TEXTAUSZUG:
_____
Ich beschreibe die Problematik nochmals mit meinen Worten:
1)
Durch das Interface 
public interface IFActionController {
    public void performed(String action);    
    public void updateController(String action);
}
wird der Programmierer gezwungen, die Logik, die sich sonst in den 
Horcher-Methoden befindet, in den Controller auszulagern.
Dort gehört die Logik hin!

2)
class AdditionBerechnenListener implements ActionListener 
gehört zwar formal nicht zum Controller (ist nicht als Code in der Klasse
enthalten). Doch inhaltlich gehört AdditionBerechnenListener zum 
"Packet" Controller.
Damit (implements ActionListener) ist der Controller Teil des 
Swing-View-Framework und damit abhängig vom Swing-View-Framework.
Um diese Abhängigkeit zu verringern, wird das selbst geschriebene 
Interface IFActionController verwendet.
_____
MATERIAL:
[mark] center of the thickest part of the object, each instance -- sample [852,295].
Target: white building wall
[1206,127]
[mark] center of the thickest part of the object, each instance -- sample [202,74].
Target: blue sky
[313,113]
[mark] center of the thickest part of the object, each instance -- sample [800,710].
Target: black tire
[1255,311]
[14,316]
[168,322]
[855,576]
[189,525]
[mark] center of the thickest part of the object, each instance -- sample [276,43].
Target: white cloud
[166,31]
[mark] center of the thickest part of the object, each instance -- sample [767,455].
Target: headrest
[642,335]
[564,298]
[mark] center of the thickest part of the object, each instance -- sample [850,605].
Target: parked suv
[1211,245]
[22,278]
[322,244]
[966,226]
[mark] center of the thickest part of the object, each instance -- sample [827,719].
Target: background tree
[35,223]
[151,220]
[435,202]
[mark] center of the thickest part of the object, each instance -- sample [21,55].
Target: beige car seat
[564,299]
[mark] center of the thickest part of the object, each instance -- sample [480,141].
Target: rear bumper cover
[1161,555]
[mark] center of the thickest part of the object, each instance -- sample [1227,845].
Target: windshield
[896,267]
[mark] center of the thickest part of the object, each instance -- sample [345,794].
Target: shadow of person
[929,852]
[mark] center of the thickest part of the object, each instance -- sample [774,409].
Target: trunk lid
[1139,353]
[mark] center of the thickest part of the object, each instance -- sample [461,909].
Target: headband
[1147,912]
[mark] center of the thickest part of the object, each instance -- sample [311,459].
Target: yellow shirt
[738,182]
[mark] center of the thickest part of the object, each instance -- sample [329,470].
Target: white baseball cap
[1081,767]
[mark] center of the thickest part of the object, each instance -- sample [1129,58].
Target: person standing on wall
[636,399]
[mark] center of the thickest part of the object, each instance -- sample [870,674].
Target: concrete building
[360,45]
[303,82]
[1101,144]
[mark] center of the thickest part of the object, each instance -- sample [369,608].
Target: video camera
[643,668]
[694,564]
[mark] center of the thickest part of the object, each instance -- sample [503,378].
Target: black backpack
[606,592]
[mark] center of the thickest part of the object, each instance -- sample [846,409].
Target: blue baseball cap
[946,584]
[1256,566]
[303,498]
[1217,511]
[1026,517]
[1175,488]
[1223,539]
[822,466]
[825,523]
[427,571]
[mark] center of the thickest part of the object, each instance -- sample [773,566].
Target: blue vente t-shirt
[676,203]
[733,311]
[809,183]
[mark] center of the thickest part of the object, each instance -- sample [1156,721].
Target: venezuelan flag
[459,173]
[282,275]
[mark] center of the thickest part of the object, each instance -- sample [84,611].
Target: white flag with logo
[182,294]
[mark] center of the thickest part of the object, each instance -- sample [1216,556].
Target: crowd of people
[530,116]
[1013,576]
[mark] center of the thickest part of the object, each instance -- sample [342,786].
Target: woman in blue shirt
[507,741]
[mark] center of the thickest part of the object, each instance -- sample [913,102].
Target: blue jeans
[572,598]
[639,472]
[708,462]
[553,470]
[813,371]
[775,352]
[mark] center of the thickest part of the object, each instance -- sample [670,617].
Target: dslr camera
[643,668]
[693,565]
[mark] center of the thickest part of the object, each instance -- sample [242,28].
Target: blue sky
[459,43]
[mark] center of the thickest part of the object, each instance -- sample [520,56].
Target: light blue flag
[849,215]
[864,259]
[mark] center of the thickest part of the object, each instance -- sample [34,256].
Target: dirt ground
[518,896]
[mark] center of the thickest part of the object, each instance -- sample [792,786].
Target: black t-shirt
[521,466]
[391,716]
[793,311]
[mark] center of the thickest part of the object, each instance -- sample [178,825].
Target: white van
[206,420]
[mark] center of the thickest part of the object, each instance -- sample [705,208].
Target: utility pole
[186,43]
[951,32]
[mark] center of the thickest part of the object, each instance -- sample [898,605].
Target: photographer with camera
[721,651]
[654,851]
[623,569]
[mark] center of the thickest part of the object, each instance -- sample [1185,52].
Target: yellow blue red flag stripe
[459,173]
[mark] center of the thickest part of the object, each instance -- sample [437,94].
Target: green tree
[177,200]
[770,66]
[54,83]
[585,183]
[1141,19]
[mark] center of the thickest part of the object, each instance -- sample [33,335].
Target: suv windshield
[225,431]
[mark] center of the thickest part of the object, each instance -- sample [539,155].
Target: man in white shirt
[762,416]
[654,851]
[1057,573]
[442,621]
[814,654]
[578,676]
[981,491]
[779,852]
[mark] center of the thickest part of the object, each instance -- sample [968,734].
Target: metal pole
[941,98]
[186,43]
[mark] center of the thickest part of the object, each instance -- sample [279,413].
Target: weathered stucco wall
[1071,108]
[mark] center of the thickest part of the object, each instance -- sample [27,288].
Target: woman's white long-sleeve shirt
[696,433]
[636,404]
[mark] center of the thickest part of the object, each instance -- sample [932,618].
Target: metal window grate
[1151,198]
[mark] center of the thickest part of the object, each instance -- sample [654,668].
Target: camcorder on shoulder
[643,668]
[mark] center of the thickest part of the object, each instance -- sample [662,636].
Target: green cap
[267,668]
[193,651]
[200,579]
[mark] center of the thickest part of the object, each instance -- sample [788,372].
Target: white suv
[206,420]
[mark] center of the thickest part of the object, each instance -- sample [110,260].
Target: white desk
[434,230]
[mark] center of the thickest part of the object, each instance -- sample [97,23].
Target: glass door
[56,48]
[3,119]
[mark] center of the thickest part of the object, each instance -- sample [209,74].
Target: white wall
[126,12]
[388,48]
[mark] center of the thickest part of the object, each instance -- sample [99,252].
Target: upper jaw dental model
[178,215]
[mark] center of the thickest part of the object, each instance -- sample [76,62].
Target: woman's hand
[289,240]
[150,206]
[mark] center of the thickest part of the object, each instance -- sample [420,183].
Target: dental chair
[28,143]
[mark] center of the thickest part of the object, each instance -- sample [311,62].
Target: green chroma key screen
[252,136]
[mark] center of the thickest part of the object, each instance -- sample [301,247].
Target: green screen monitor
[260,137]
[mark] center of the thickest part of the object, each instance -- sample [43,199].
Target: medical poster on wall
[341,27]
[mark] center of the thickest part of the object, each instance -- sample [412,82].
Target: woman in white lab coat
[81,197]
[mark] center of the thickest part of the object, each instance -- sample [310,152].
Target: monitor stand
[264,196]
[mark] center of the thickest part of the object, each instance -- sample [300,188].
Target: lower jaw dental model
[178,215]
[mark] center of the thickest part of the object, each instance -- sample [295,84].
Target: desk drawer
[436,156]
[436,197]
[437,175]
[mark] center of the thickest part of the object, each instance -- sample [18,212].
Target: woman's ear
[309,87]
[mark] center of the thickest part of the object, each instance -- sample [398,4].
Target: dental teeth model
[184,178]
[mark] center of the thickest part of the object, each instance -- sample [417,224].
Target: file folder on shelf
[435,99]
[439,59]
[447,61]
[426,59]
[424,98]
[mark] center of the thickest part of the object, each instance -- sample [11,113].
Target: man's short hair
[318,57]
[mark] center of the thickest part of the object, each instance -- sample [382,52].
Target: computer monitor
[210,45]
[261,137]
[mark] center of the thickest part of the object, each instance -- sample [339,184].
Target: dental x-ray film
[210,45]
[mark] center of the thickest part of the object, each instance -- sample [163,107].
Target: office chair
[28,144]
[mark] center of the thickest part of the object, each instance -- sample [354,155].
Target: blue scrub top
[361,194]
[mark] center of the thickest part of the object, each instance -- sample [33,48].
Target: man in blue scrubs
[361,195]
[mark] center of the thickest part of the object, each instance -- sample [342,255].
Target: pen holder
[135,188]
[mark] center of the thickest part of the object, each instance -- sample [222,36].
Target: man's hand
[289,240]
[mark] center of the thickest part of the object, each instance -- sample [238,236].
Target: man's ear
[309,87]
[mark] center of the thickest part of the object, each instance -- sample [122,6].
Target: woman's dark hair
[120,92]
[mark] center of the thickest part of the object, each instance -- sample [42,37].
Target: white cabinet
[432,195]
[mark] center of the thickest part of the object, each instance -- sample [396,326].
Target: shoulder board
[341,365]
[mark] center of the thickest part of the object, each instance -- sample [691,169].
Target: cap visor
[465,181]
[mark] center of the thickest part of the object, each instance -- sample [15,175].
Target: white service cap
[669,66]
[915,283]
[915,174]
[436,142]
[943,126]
_____
SCHRIFTLICHE AUFGABE A:
Beantworten Sie zum Textauszug über das Interface IFActionController folgende Fragen:
(i) Welche zwei Methoden deklariert das Interface IFActionController?
(ii) Wohin soll die Logik ausgelagert werden, die sich sonst in den Horcher-Methoden befindet?
(iii) Welches Interface implementiert die Klasse AdditionBerechnenListener?
SCHRIFTLICHE AUFGABE B:
Schreiben Sie aus dem Textauszug über das Interface IFActionController den Abschnitt ab, der bei den Worten „Durch das Interface“ beginnt und nach den Worten „den Controller auszulagern.“ endet.
SCHRIFTLICHE AUFGABE C:
Setzen Sie den Textauszug über das Interface IFActionController im Anschluss an seinen letzten Satz fort.

SCHRIFTLICHE ANTWORT A:
(i) Die Methoden performed(String action) und updateController(String action).
(ii) In den Controller.
(iii) Das Interface ActionListener.

SCHRIFTLICHE ANTWORT B:
Durch das Interface 
public interface IFActionController {
    public void performed(String action);    
    public void updateController(String action);
}
wird der Programmierer gezwungen, die Logik, die sich sonst in den 
Horcher-Methoden befindet, in den Controller auszulagern.

SCHRIFTLICHE ANTWORT C:
Da die die Logik, die sich sonst in den Horcher-Methoden befinden würde,
in den Controller ausgelagert wird und sich somit der Code in den 
Methoden (actionPerformed(ActionEvent e) und update(Observable m, Object o)) 
verringert, macht man sich unabhängiger vom View-Framework (wie z.B. Swing),
da man weniger Code austauschen muss (weniger Wartung).

3)
Man hat jetzt die Assoziationen (durch ein Attribut in der Klasse charakterisiert):
Controller --> View
Controller --> Model
View --> Model
View --> Controller


Ist das alles korrekt beschrieben, bzw. was gibt es an meinem Programm und meiner Beschreibung noch zu bemängeln ?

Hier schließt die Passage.